PROBLEMS TO WORK ON:
**A)** Do these statements agree with the thread on HttpWebRequest versus WebClient? Answer yes or no for each, quoting the deciding words from the thread. (i) The asker plans to send a request every second or as soon as the previous one finishes. (ii) The answer recommends WebClient. (iii) The code sample sets the request method to GET.
**B)** Can you extract the part of the thread on HttpWebRequest versus WebClient that runs from "In my scenario, I" up to and including "reliability both :)", word for word?

SOURCE DOCUMENT:

HttpWebRequest vs Webclient (Special scenario) - c#

I know this question has been answered before in this thread, but I couldn't seem to find the details.
In my scenario, I am building a console application which will keep an eye on html page source for any changes. If any update/change occurs, I will perform further operations. Moreover, I'll also perform a request after every 1 second, or as soon as the previous request finishes.
I can't seem to figure out should I use HttpWebRequest or WebClient for downloading the html page source and perform comparison? What do you think would be an ideal solution in my case? Speed and reliability both :)

I'd go with HttpWebRequst because it's not as abstracted and lets you fiddle with HTTP params quite a bit. It gives you the option to not download the entire page if the server returns "file not changed", for example.
If you add some parameters to your request like IfModifiedSince (it might be HEAD or GET request) the server may return the response code 304 - NOT MODIFIED. Refer to description of caching in HTTP for further explanation.
The point is to make sure that you only download the full page when it's actually modified since the last time you fetched it. Most of the time it won't be changed (I suppose, can't know for sure without knowing your domain), so you only need to get a lightweight response from server which simply states "nothing changed here".
Update: code sample demonstrating the use of IfModifiedSince property:
bool IsResourceModified(string url, DateTime dateTime) {
try {
var request = (HttpWebRequest)HttpWebRequest.Create(new Uri(url));
request.IfModifiedSince = dateTime;
request.Method = "HEAD";
var response = (HttpWebResponse)request.GetResponse();
return true;
}
catch(WebException ex) {
if(ex.Status != WebExceptionStatus.ProtocolError)
throw;
var response = (HttpWebResponse)ex.Response;
if(response.StatusCode != HttpStatusCode.NotModified)
throw;
return false;
}
}
This method should return true if the page was modifed since the dateTime date and false if it wasn't. GetResponse method will throw a WebException if you make a HEAD-request and the server returns 304 - NOT MODIFIED (which is kinda unfortunate). We have to make sure that it's not some other web connection problem, that's why I check the status of web exception and the HTTP status in response. If anything else caused an exception we just throw it further.
Console.WriteLine(IsResourceModified("http://example.com", new DateTime(2009)));
Console.WriteLine(IsResourceModified("http://example.com", DateTime.Now));
This sample code produces the output:
True
False
Note: make sure to read Jim Mischel's addition to this answer as he gives few good advices on this technique.

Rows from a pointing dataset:
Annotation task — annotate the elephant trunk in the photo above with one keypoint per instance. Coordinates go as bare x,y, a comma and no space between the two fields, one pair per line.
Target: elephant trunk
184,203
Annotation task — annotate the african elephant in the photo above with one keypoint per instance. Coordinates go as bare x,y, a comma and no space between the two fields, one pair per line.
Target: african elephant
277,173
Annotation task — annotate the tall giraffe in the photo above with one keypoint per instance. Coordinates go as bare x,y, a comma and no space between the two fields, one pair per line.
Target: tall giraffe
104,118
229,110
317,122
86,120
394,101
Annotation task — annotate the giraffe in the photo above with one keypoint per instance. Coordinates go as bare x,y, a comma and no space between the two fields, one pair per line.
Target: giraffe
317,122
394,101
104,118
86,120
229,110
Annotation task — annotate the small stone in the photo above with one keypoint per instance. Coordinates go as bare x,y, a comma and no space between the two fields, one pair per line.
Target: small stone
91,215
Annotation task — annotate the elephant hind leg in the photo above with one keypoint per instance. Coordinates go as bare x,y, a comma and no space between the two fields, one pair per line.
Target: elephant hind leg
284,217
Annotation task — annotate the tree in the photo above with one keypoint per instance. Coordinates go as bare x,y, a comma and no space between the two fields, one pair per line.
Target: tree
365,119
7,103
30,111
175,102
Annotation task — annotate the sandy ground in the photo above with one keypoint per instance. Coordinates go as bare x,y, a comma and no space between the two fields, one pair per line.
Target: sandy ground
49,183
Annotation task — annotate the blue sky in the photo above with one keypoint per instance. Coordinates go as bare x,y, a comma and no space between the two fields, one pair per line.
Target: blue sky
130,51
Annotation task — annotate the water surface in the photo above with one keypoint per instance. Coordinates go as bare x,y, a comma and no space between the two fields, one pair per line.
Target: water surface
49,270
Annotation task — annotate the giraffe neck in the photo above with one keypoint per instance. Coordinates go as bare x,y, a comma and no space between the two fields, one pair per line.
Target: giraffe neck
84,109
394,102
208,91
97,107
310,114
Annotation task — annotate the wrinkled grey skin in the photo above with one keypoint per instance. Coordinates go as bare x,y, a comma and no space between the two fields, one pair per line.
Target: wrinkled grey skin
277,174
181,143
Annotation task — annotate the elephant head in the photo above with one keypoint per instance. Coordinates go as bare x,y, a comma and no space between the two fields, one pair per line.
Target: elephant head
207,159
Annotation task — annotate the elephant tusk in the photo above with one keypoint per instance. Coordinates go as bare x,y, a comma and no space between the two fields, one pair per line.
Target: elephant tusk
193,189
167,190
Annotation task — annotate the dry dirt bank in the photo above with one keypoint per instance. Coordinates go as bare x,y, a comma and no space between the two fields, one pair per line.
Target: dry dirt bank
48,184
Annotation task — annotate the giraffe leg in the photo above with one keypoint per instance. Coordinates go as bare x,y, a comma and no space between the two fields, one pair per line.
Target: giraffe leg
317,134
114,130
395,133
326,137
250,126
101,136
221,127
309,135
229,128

RESPONSES TO THE EXERCISE:
**A)**
(i) Yes: "I'll also perform a request after every 1 second, or as soon as the previous request finishes."
(ii) No: "I'd go with HttpWebRequst because it's not as abstracted and lets you fiddle with HTTP params quite a bit."
(iii) No: request.Method = "HEAD";

**B)**
In my scenario, I am building a console application which will keep an eye on html page source for any changes. If any update/change occurs, I will perform further operations. Moreover, I'll also perform a request after every 1 second, or as soon as the previous request finishes.
I can't seem to figure out should I use HttpWebRequest or WebClient for downloading the html page source and perform comparison? What do you think would be an ideal solution in my case? Speed and reliability both :)